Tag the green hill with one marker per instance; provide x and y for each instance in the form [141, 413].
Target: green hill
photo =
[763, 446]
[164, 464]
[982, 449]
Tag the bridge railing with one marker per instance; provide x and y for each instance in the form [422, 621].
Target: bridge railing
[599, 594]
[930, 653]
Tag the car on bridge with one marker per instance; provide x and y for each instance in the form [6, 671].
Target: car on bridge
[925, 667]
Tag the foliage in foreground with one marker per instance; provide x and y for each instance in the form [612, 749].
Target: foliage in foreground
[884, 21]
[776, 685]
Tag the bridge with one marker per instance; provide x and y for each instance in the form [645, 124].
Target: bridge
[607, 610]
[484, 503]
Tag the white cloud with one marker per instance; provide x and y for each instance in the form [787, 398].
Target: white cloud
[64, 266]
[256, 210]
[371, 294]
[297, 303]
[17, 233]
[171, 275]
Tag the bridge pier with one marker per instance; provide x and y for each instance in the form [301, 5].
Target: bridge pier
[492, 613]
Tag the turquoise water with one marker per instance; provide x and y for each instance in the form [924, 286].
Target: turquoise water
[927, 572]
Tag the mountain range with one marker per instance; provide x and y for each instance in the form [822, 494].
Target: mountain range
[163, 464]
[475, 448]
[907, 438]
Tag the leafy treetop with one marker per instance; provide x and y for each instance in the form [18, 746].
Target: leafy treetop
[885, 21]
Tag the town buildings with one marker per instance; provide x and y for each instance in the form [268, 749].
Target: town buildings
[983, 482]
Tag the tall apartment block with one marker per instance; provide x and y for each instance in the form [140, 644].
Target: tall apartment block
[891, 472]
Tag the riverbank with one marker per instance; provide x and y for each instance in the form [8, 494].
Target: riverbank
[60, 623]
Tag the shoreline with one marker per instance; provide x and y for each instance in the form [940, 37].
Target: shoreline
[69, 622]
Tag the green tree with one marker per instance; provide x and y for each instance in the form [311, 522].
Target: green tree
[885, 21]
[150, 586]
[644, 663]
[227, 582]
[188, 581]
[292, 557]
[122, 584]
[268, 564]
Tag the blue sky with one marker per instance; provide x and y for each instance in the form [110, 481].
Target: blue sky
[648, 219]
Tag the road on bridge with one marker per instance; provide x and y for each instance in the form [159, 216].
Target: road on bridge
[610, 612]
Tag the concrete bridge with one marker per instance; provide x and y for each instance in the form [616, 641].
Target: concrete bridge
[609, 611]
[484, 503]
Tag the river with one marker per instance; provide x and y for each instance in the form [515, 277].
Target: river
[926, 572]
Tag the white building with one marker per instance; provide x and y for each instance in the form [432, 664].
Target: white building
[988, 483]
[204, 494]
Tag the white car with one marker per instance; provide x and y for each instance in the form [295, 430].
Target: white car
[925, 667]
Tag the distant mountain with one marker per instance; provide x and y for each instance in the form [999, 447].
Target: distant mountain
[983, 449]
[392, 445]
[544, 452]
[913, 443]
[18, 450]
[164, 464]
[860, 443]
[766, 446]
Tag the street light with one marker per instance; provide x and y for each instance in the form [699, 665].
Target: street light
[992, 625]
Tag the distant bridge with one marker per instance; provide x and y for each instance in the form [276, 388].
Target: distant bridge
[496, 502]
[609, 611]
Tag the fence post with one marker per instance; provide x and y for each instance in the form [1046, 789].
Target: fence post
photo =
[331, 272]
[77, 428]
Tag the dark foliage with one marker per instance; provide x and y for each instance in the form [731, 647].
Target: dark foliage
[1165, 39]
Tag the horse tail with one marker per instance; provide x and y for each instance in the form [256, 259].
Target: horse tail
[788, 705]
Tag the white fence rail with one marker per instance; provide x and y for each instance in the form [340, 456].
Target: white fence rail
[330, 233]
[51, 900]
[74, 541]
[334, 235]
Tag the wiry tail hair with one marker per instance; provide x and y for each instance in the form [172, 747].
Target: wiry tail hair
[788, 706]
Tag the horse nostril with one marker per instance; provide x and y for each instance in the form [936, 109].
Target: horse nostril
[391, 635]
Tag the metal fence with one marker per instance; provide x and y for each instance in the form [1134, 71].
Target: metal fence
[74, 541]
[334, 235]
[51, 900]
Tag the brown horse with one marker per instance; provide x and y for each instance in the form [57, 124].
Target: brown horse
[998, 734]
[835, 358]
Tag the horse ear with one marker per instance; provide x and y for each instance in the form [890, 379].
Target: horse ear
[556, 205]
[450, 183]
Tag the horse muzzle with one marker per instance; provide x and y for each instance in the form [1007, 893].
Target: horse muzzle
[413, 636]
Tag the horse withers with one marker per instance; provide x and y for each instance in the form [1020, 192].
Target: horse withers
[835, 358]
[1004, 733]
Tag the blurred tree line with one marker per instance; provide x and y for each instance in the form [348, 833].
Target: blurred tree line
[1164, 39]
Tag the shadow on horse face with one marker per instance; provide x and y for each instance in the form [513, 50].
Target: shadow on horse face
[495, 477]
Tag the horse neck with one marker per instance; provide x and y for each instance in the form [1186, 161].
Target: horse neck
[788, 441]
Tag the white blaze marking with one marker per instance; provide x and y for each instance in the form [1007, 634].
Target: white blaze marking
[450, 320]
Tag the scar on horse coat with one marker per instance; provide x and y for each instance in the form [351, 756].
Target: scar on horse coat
__________________________________________________
Requirement:
Starting with the line with "Tag the horse withers" and going on through the end of the listing, write out every line again, tagging instructions included. Shift each answer coordinate up by 81, and leave the numbers in the sample forms unchanged.

Answer to this exercise:
Tag the horse withers with one marker per instance; provide x and y for each instance in the form [1020, 192].
Target: horse withers
[916, 439]
[1085, 814]
Tag the blurred tree line with one marker per instance; provide x and y for each instance in the form [348, 833].
Target: blurred tree line
[1245, 120]
Tag the shadow on horse face with one marker per instance; provide x and y for each instance in the form [513, 50].
Target: shadow on horse face
[576, 558]
Tag the horse neck with one marker per instance; provide x and y for each instance in the form [1186, 161].
Target: horse neck
[869, 522]
Tag the white blaze marking with one marker per instance; provide x and y for each instance in the form [1007, 634].
Target: white blaze marking
[531, 401]
Tag the scar on horse coat with one marker per instance; provide x and y for each instance in the form [351, 756].
Target: scar on horse coat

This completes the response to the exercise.